■ **Exercise**:
Images do not belong in the copy; retype the rest of the entries below exactly.

(Photo-based referring expression data)
........

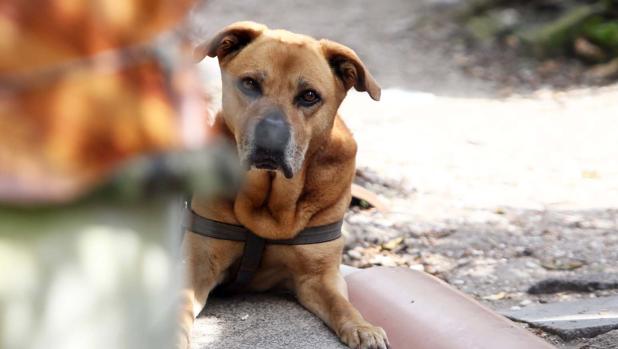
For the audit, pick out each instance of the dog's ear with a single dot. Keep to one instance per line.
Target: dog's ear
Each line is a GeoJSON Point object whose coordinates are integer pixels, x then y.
{"type": "Point", "coordinates": [229, 40]}
{"type": "Point", "coordinates": [350, 69]}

........

■ **Solution to this task**:
For the audit, pick out each instance of the dog's ear with a single dot. Keep to one instance per line.
Target: dog's ear
Each line is a GeoJSON Point object whose coordinates are integer pixels, x then y.
{"type": "Point", "coordinates": [229, 40]}
{"type": "Point", "coordinates": [350, 69]}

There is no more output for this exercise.